[BEGIN EXERCISE MATERIALS]

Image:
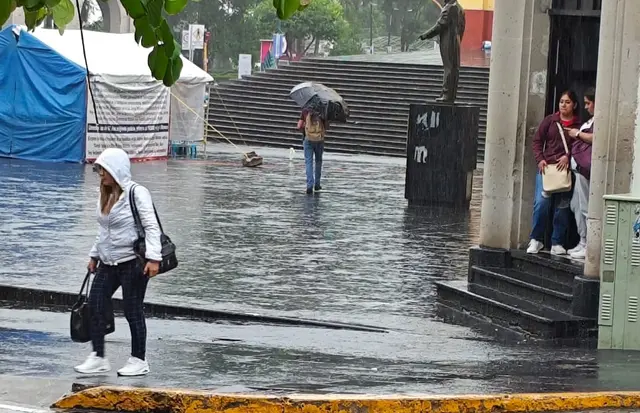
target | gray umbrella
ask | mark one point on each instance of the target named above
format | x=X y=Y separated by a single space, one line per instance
x=304 y=92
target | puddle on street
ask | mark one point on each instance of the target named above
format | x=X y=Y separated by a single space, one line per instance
x=251 y=240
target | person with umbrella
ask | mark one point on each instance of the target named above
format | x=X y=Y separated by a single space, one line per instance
x=320 y=105
x=314 y=127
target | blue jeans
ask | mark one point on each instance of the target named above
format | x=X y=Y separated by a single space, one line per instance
x=561 y=215
x=311 y=149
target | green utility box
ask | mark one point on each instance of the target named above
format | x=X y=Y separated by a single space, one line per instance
x=619 y=327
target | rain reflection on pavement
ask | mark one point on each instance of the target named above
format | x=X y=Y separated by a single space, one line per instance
x=252 y=240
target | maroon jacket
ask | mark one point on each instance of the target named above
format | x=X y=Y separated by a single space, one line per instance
x=547 y=144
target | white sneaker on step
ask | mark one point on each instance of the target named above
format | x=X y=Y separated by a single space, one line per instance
x=134 y=367
x=534 y=247
x=93 y=364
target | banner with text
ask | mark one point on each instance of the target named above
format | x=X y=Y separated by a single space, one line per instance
x=133 y=117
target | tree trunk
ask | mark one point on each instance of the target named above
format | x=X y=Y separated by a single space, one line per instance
x=308 y=46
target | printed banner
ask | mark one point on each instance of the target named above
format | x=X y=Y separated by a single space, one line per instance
x=133 y=117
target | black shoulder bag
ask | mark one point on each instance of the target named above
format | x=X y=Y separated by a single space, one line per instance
x=81 y=316
x=169 y=260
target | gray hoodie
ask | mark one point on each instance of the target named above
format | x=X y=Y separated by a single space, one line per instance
x=117 y=230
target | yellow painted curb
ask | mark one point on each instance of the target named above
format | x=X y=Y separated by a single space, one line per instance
x=189 y=401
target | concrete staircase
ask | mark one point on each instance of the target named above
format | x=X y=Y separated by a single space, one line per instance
x=257 y=111
x=523 y=298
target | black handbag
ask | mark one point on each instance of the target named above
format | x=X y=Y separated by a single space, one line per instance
x=168 y=249
x=81 y=316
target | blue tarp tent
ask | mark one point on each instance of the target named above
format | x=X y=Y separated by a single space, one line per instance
x=43 y=101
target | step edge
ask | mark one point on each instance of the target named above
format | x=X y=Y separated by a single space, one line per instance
x=511 y=280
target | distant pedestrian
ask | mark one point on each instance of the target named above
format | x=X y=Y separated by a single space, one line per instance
x=115 y=264
x=314 y=128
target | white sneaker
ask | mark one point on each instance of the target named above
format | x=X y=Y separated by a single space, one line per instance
x=134 y=367
x=558 y=250
x=93 y=364
x=579 y=253
x=534 y=247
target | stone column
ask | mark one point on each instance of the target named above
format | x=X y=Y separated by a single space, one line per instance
x=615 y=116
x=517 y=85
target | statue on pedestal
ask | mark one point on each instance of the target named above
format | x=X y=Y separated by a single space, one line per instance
x=450 y=27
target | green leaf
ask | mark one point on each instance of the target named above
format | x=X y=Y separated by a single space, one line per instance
x=63 y=14
x=33 y=18
x=33 y=5
x=173 y=71
x=134 y=8
x=174 y=6
x=144 y=32
x=6 y=8
x=287 y=8
x=153 y=10
x=158 y=62
x=165 y=34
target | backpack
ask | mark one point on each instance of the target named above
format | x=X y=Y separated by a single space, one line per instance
x=313 y=129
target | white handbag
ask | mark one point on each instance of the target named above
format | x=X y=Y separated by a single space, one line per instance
x=553 y=179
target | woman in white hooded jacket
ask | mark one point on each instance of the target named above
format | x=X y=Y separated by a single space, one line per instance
x=115 y=264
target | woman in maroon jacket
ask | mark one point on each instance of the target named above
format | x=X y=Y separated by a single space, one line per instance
x=548 y=149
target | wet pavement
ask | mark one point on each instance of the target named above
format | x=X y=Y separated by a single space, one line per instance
x=251 y=240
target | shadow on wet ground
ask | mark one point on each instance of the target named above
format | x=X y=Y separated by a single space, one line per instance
x=251 y=240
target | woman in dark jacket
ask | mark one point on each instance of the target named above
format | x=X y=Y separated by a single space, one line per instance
x=549 y=149
x=581 y=165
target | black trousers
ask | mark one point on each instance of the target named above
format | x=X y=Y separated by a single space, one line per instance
x=108 y=279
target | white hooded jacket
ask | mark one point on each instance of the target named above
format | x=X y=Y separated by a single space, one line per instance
x=117 y=230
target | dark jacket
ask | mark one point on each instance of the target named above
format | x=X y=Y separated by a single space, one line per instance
x=547 y=144
x=581 y=152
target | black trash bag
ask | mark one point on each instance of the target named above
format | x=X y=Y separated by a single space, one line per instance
x=80 y=325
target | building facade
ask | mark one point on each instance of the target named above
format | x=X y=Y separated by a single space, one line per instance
x=538 y=48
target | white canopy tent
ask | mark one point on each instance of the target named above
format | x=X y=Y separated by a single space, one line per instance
x=135 y=111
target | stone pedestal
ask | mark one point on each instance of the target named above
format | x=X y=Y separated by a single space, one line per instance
x=442 y=150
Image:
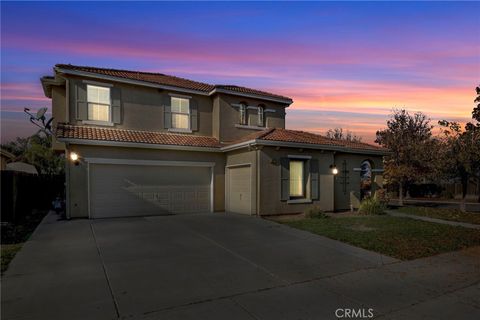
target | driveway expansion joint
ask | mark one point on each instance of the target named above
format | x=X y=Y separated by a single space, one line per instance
x=115 y=303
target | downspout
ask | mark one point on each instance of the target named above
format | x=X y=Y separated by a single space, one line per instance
x=257 y=166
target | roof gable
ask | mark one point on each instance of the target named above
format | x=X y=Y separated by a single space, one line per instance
x=171 y=81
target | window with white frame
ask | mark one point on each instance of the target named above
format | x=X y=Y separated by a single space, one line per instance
x=180 y=113
x=99 y=104
x=243 y=114
x=260 y=116
x=297 y=178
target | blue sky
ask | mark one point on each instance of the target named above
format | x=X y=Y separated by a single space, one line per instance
x=344 y=63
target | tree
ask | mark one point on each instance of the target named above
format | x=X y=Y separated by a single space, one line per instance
x=37 y=150
x=462 y=148
x=413 y=152
x=339 y=134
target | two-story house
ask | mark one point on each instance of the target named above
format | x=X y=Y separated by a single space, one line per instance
x=141 y=143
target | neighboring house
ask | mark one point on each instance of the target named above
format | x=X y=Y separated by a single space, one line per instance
x=151 y=144
x=5 y=157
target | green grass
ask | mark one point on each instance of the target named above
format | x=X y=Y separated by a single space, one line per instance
x=13 y=235
x=401 y=238
x=443 y=213
x=8 y=251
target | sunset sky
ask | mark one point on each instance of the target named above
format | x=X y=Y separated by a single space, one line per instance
x=345 y=64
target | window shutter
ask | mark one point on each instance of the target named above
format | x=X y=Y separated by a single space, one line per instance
x=81 y=101
x=193 y=115
x=116 y=105
x=314 y=179
x=167 y=116
x=285 y=179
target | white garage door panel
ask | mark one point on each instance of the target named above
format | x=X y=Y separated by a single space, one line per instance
x=138 y=190
x=239 y=188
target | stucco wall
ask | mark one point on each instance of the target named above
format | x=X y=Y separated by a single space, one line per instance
x=59 y=111
x=342 y=195
x=77 y=175
x=270 y=177
x=245 y=157
x=230 y=116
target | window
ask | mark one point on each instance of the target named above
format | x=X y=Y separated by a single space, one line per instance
x=297 y=183
x=98 y=103
x=243 y=114
x=260 y=119
x=180 y=113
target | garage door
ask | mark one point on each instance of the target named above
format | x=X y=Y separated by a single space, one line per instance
x=239 y=190
x=118 y=190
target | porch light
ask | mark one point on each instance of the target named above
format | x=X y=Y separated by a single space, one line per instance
x=73 y=156
x=334 y=169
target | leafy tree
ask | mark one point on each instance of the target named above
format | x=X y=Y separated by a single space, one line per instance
x=413 y=153
x=462 y=149
x=339 y=134
x=37 y=150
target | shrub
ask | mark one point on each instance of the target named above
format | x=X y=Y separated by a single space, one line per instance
x=372 y=206
x=314 y=212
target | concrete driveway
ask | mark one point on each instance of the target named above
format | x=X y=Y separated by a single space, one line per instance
x=220 y=266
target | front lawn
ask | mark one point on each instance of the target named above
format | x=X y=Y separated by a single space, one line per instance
x=443 y=213
x=13 y=235
x=401 y=238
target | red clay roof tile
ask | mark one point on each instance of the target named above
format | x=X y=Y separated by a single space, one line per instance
x=134 y=136
x=167 y=80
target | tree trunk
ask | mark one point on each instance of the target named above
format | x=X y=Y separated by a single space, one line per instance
x=465 y=179
x=400 y=194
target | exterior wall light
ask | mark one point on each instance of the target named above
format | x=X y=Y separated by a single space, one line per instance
x=75 y=158
x=334 y=169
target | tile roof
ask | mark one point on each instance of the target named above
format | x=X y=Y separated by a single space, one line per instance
x=249 y=91
x=67 y=131
x=157 y=78
x=167 y=80
x=296 y=136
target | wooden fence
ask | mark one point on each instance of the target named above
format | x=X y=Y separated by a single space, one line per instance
x=23 y=192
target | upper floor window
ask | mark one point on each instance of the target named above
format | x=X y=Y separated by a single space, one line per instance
x=243 y=114
x=99 y=104
x=260 y=116
x=180 y=113
x=297 y=182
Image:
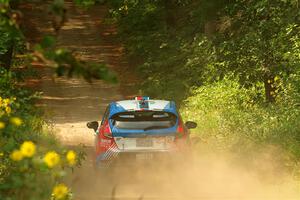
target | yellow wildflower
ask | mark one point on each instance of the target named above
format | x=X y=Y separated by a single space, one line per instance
x=71 y=158
x=8 y=110
x=28 y=149
x=16 y=155
x=16 y=121
x=60 y=191
x=2 y=125
x=51 y=159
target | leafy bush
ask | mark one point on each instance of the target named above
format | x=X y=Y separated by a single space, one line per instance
x=234 y=118
x=29 y=157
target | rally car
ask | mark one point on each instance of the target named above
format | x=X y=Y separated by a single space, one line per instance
x=140 y=128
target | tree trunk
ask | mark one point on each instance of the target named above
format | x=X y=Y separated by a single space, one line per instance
x=170 y=7
x=269 y=88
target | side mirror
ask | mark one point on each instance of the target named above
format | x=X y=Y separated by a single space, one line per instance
x=190 y=125
x=93 y=125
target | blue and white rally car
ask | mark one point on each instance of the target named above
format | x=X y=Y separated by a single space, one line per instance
x=140 y=128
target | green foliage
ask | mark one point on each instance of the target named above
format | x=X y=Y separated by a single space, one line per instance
x=24 y=172
x=235 y=62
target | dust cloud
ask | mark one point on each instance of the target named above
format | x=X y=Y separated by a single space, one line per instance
x=202 y=175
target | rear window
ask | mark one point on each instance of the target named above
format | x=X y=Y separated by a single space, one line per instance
x=144 y=120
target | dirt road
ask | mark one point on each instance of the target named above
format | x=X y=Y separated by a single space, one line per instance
x=70 y=103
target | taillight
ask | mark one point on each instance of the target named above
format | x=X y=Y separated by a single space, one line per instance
x=106 y=130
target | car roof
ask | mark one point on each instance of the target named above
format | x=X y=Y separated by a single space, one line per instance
x=142 y=105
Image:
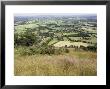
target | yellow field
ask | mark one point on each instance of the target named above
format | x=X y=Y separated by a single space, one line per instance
x=69 y=64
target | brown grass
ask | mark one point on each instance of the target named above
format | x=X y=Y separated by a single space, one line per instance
x=71 y=64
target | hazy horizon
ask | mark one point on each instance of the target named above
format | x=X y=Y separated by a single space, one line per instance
x=54 y=14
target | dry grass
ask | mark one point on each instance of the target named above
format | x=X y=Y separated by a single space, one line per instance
x=71 y=64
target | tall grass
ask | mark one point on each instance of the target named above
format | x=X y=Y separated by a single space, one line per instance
x=74 y=63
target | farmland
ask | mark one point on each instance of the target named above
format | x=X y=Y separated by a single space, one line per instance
x=58 y=45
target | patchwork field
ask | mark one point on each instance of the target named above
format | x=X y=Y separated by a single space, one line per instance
x=55 y=45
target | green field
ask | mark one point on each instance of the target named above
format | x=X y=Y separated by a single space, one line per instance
x=55 y=45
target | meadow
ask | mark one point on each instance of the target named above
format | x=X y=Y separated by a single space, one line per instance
x=74 y=63
x=55 y=45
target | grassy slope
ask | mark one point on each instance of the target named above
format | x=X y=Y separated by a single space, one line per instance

[END EXERCISE MATERIALS]

* **EXERCISE DETAILS**
Rewrite the data starting with the line that contains "target | white canopy tent" and continuing through the line that contains "x=257 y=166", renaming "stone pedestal" as "stone plinth" and leaving everything else unchanged. Omit the pictures from your answer.

* **WORKED SOLUTION**
target | white canopy tent
ask | mark one point on each instance of the target named above
format | x=X y=Y separated by a single space, one line per instance
x=135 y=111
target | stone plinth
ask | mark one point on each instance of the target named above
format | x=X y=Y separated by a single space, one line per instance
x=442 y=150
Image:
target | driveway expansion joint
ask | mark one point on each instance of the target named above
format | x=X y=Y separated by a single space, one line per instance
x=115 y=303
target | downspout
ask | mark one point on each instance of the target named above
format | x=X y=Y separated by a single space, one line per instance
x=257 y=166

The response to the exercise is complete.